DOCUMENT TEXT:
=== Begin Enclosure ===

Like a cat on a hot tin roof, Ramaphosa danced his way through the Zondo Commission
Corruption put ANC on the road to electoral defeat, Ramaphosa acknowledged. Graphic: Rudi Louw

Cyril Ramaphosa acknowledged that corruption put the ANC on the road to electoral defeat.

First published in the Daily Maverick 168 weekly newspaper.

When polls started coming in ahead of the local government elections in 2016, the ANC realised corruption had become a problem, President Cyril Ramaphosa told the Commission of Inquiry into State Capture this past week. Then the results came in. The party had lost control of both the economic heartland metro of Johannesburg and the political capital metro of Pretoria, among other power-political nodes.

Corruption “leads to a breakdown of party morality, and the ANC becomes less attractive, and it leads to the loss of electoral support. If we don’t [do something], we are on a one-way ticket to oblivion and defeat,” he said on the second day of testimony on State Capture and his role in addressing it.

He admitted that State Capture “had deeply damaged the effectiveness of the ANC itself and its ability to carry out its mandate and its mission”.

Ramaphosa spoke about political culpability in a way former president Jacob Zuma has refused to do in the almost three years he has dodged the commission. Ramaphosa did not mention Zuma’s name once, keeping it general and unspecific.

He could not dish the dirt because, in the ANC, his back is to the wall. A fightback against reform led by Secretary-General Ace Magashule is in top gear. Ramaphosa repeatedly said the commission had detractors among ANC leaders.

As Ramaphosa was testifying, Magashule missed the deadline to step aside from his role because he has been charged with corruption. He also reinstated former North West premier Supra Mahumapelo as an ANC member after he had been suspended for ill-discipline for five years by the party’s provincial leadership.

So, we must read Ramaphosa’s testimony in this political context. He was never going to be explicit. He still sees SA’s future as tied to a renewed ANC. But he made important concessions.

On day one, he acknowledged State Capture had taken place under the ANC, which did not always live up to its values and principles. He said he testified “not to make excuses or defend the indefensible”. And, in 12 hours of testimony, he didn’t.

The parlous condition of state-owned enterprises was the result of a massive system failure in how their boards were appointed, he admitted.

Over the two days of testimony, he acknowledged that the party had taken too long to react. It was first alerted to the outsize influence of the Gupta family on Cabinet appointments in 2011, by then Transport Minister Fikile Mbalula, but this “did not prompt any specific concerns”.

Evidence leader Paul Pretorius asked Ramaphosa why it took the ANC 20 years to get serious about corruption. In 2001, it published a document titled Through the Eye of the Needle, which diagnosed the corruption – the “sins of incumbency” – already besetting the ANC.

Judge Raymond Zondo and evidence leaders repeatedly asked Ramaphosa and ANC national chairperson Gwede Mantashe, who appeared earlier in April, whether cadre deployment or the electoral system should be changed in order to prevent this kind of corruption.

Ramaphosa said the ANC was unlikely to change how it recommends cadres for state positions. Asked by Zondo whether the electoral system needed to change, Ramaphosa noted: “We are the odd one out on our continent, where most people vote for a president.”

“Do we want an imperial president or one who operates based on collegiality? You will hardly find an ANC president who will wake up and [tweet] that we are going to build a wall from here to Beit Bridge,” he said, taking a dig at former US President Donald Trump.

=== End Enclosure ===

EXERCISE BRIEF:
Translate this sentence from the article on Ramaphosa's Zondo Commission testimony into French: "Ramaphosa said the ANC was unlikely to change how it recommends cadres for state positions." The items that follow were gathered from a separate source.

(Collected data entries)

=== Begin Enclosure ===

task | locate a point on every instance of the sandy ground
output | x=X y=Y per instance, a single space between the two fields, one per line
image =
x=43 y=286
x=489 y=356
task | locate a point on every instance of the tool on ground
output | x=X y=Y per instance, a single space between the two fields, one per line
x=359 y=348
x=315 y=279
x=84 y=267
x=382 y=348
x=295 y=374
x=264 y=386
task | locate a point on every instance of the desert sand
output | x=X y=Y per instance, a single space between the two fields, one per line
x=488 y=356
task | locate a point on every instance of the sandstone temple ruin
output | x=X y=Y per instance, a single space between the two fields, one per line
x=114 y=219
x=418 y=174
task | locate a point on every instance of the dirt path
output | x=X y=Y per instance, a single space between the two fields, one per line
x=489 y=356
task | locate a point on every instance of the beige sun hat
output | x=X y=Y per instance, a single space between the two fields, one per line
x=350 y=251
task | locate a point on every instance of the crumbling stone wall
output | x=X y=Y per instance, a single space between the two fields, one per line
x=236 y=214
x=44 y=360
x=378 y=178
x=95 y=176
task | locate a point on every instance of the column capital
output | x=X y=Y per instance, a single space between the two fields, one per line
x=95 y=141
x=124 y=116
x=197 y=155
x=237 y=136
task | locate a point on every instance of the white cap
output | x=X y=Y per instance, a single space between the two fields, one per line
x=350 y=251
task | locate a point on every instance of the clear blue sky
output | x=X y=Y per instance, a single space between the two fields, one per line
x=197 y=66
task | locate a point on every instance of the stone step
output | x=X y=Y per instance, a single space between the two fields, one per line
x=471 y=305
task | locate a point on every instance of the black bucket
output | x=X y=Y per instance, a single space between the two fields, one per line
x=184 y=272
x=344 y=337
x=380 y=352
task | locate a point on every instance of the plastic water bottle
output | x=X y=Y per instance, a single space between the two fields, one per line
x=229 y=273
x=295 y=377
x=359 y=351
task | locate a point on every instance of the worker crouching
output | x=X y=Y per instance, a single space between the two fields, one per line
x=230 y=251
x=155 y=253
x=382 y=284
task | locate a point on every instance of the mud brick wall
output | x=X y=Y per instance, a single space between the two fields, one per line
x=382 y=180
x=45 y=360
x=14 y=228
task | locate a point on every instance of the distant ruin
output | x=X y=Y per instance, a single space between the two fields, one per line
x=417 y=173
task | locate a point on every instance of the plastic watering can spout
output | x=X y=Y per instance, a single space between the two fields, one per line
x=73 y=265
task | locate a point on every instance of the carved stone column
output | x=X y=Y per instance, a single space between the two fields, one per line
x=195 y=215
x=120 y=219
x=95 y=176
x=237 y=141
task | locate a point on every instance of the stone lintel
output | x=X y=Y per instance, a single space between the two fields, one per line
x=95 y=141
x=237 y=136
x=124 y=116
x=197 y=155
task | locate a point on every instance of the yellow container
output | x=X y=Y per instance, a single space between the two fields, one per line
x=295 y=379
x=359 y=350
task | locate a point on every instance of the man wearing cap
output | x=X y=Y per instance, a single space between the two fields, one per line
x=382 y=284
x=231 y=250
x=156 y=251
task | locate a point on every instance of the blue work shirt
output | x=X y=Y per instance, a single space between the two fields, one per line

=== End Enclosure ===

RESULT:
Ramaphosa a déclaré qu'il était peu probable que l'ANC modifie la manière dont il recommande des cadres pour des postes au sein de l'État.